**Problem to work on:** Write out the rows below as a numbered list, leaving out the blank lines.

---------- Rows

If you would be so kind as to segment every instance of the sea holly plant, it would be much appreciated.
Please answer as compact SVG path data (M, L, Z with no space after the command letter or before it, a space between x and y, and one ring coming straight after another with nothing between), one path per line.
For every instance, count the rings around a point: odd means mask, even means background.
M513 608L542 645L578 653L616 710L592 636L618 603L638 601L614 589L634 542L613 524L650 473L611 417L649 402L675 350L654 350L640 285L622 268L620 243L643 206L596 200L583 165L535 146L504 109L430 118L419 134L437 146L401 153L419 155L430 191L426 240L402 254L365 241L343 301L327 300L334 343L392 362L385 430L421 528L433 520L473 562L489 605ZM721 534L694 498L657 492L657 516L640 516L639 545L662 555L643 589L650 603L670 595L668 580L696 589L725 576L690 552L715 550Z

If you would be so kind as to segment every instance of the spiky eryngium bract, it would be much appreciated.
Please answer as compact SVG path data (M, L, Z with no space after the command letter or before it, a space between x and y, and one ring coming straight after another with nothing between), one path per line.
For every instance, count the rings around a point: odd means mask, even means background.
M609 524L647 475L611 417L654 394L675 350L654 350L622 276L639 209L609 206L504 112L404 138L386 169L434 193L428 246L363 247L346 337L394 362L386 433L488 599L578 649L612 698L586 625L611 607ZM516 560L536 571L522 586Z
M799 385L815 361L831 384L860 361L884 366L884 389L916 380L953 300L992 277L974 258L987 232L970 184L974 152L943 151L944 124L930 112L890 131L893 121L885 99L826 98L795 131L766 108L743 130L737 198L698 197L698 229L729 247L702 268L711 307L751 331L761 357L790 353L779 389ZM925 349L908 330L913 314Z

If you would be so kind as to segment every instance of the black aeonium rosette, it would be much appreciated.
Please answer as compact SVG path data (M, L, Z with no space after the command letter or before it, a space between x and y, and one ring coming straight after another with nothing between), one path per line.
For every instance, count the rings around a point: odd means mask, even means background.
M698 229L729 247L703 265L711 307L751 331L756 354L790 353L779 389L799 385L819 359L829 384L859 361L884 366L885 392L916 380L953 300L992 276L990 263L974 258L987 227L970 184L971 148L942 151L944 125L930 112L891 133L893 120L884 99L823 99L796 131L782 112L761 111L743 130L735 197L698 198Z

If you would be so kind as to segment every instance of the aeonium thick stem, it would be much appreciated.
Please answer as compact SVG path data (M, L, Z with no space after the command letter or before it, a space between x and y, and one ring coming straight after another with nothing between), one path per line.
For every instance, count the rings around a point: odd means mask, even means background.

--------------------

**Result of this task:**
1. If you would be so kind as to segment every instance of the sea holly plant, it would be much appreciated.
2. Please answer as compact SVG path data (M, L, Z with no space after the command letter or before it, a space between x and y, and one ring coming straight after another with nothing between), one path per line.
3. For every instance, count the rings around a point: odd means mask, even means background.
4. M513 608L542 645L578 653L616 710L592 636L618 603L638 601L614 589L634 542L613 524L650 473L611 417L649 402L675 350L654 350L640 285L622 268L620 243L643 206L596 200L583 165L535 146L504 109L430 118L419 134L437 146L401 153L419 155L430 191L426 240L402 254L365 241L343 301L327 300L334 343L392 362L385 430L421 528L433 520L473 562L489 605ZM721 534L694 498L657 492L657 516L640 516L639 545L662 555L643 589L650 603L670 595L668 580L696 589L725 576L690 552L715 550Z
5. If you would be so kind as to segment every instance of the spiky eryngium bract, it would be much appreciated.
6. Please answer as compact SVG path data (M, L, Z with no space after the command letter or before it, a space between x and y, and one ring coming straight after another with nothing between), one path per line.
7. For every instance, count the rings around a point: odd means mask, even means background.
8. M609 524L647 475L611 417L654 394L675 350L654 350L622 276L639 209L609 206L504 112L404 138L386 169L434 193L428 246L363 247L346 337L394 362L386 433L488 599L578 649L612 698L586 625L611 607ZM516 560L536 571L522 586Z
9. M799 385L815 361L831 384L860 361L884 366L884 389L916 380L953 300L992 277L974 258L987 232L970 184L974 152L943 151L944 124L930 112L890 131L893 121L885 99L826 98L795 131L766 108L743 130L737 198L698 197L698 229L729 247L702 268L711 307L751 331L761 357L790 353L779 389ZM925 349L908 330L913 314Z
10. If you would be so kind as to segment every instance of the black aeonium rosette, it would be much appreciated.
11. Please answer as compact SVG path data (M, L, Z with no space after the command letter or before it, a space between x and y, and one ring coming straight after another with nothing between), one path per line.
12. For every instance, count the rings around a point: odd means mask, even means background.
13. M698 229L729 247L703 265L711 307L751 331L756 354L790 353L779 389L799 385L819 359L829 384L859 361L884 366L885 392L916 380L953 300L992 276L990 263L974 258L987 227L970 184L971 148L942 151L944 125L930 112L891 133L893 120L884 99L823 99L796 131L782 112L761 111L743 130L735 197L698 198Z
14. If you would be so kind as to segment every instance of the aeonium thick stem, it would be much appreciated.
15. Please answer as compact SVG path data (M, L, Z with no space after the command letter or before it, a space between x and y, and one ring coming straight after another with nothing between), one path per line.
16. For every instance, count the rings around a point: odd means mask, even means background.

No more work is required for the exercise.